Collected data entries:

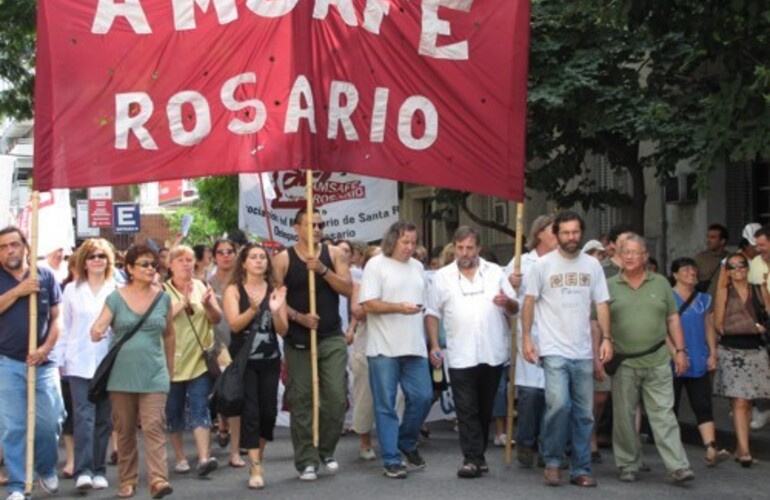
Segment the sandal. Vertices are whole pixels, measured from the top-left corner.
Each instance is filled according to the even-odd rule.
[[[735,461],[746,469],[757,463],[757,460],[748,453],[745,455],[735,455]]]
[[[481,477],[481,470],[479,470],[479,467],[476,464],[465,462],[459,469],[457,469],[457,477],[467,479]]]
[[[719,449],[716,441],[711,441],[703,445],[706,448],[706,456],[703,460],[706,462],[706,467],[716,467],[719,462],[723,462],[730,458],[730,452],[724,448]]]
[[[246,467],[246,462],[244,462],[240,456],[235,455],[230,457],[230,461],[227,462],[227,465],[234,469],[240,469],[241,467]]]
[[[131,498],[136,495],[136,486],[133,484],[124,484],[118,488],[118,498]]]
[[[260,490],[265,487],[265,478],[262,475],[262,462],[259,460],[250,460],[249,468],[249,488]]]

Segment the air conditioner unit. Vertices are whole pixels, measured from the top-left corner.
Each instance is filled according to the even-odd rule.
[[[508,225],[508,203],[496,201],[492,205],[492,220],[501,226]]]
[[[666,179],[664,184],[666,203],[689,205],[698,202],[697,174],[679,174]]]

> **WORK TO COMPLETE**: Locate and copy each line in the data above that includes the word "left".

> **REPLY**:
Segment the sandal. Vertices are whole pixels, measured from the top-left corner.
Segment the air conditioner unit. Vertices are whole pixels, measured from the top-left corner.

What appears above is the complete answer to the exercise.